Social studies and Economic classes can look at cost assessments related to product use, including manufactor, foreign policy on imports, quality control etc.
Include questions designed to probe student understanding of concepts, both formative and summative. Identify taxonomic level of questions.
1. (Formative) What do companies consider when they package products? What should they consider?
Possible Answers: Cost, Weight, Durability. What should they consider? Recycling, Disposal
2. (Summative) The newest compact fluorescent light bulbs are energy efficient, have a long life expectancy but are expensive compared to regular light bulbs. Do a risk-benefit analysis on the light bulbs. Include the cost, safety and availability of disposal.
Answers will vary
3. (Summative) Disposal diapers are a wonderful invention. However, they have some down sides. Compare the use of disposable diapers to cloth diapers in regards to how it is manufactured, used, maintained, replaced and disposed of. Include the total energy required to use either disposable diapers or cloth.

====

■ **Exercise goal**
Answer these from the lesson plan text:
1. Which classes can look at cost assessments related to product use?
2. What possible answers are listed for what companies consider when they package products?
3. What must the risk-benefit analysis of the compact fluorescent light bulbs include?
The records aren't needed for anything here.

====

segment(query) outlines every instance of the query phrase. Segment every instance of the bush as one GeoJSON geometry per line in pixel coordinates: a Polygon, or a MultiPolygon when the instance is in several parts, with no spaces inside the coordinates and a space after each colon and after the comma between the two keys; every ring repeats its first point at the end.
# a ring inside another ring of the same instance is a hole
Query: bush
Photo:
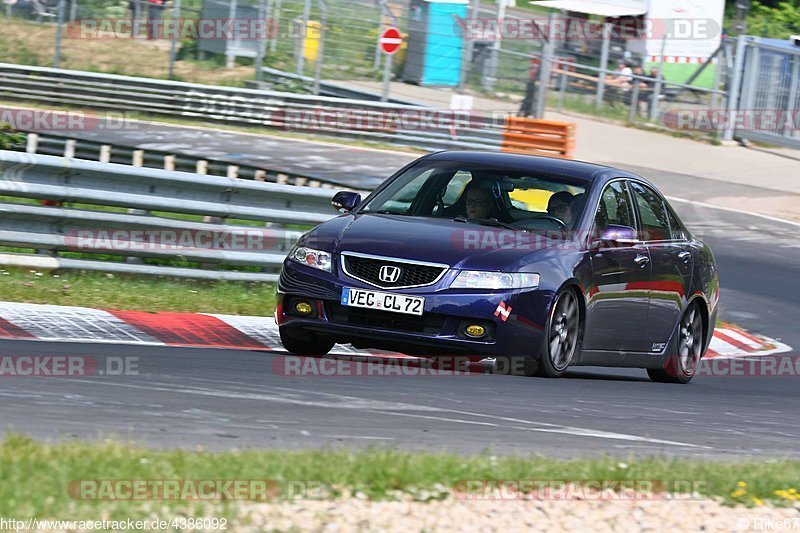
{"type": "Polygon", "coordinates": [[[25,134],[8,122],[0,122],[0,150],[10,150],[22,144],[25,144],[25,134]]]}

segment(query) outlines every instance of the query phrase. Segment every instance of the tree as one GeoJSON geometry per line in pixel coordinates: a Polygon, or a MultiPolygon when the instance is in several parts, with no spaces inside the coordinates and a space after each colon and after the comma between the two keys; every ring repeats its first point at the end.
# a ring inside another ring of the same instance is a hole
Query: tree
{"type": "Polygon", "coordinates": [[[788,38],[800,33],[800,0],[782,0],[769,7],[766,0],[753,2],[747,17],[747,33],[761,37],[788,38]]]}

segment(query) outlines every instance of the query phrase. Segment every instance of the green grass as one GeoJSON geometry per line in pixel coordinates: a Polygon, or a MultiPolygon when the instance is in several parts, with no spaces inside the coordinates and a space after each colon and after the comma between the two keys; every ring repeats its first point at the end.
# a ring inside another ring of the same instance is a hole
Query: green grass
{"type": "Polygon", "coordinates": [[[0,301],[270,316],[275,306],[275,286],[95,272],[0,270],[0,301]]]}
{"type": "MultiPolygon", "coordinates": [[[[323,497],[362,492],[373,500],[399,493],[417,500],[442,499],[466,480],[661,481],[692,486],[728,504],[796,501],[800,462],[713,462],[680,459],[581,459],[496,457],[365,451],[153,451],[119,441],[44,444],[20,435],[0,443],[0,516],[61,519],[143,517],[159,509],[190,513],[203,504],[170,501],[97,501],[71,496],[80,480],[271,480],[275,499],[292,482],[321,486],[323,497]],[[74,487],[74,485],[73,485],[74,487]],[[778,491],[776,493],[776,491],[778,491]]],[[[318,493],[319,494],[319,493],[318,493]]],[[[315,496],[319,497],[319,496],[315,496]]],[[[234,512],[235,502],[216,504],[214,515],[234,512]]],[[[189,514],[191,516],[191,514],[189,514]]]]}

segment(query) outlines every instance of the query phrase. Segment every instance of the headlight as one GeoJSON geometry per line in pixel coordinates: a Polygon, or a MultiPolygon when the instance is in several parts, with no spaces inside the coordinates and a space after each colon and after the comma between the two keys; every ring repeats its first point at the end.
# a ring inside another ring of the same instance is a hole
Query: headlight
{"type": "Polygon", "coordinates": [[[508,272],[481,272],[462,270],[450,284],[451,289],[535,289],[539,286],[539,274],[508,272]]]}
{"type": "Polygon", "coordinates": [[[295,246],[289,252],[289,259],[325,272],[331,271],[331,254],[328,252],[306,248],[305,246],[295,246]]]}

====

■ **Written response**
1. Social studies and Economic classes.
2. Cost, weight, and durability.
3. The cost, safety, and availability of disposal.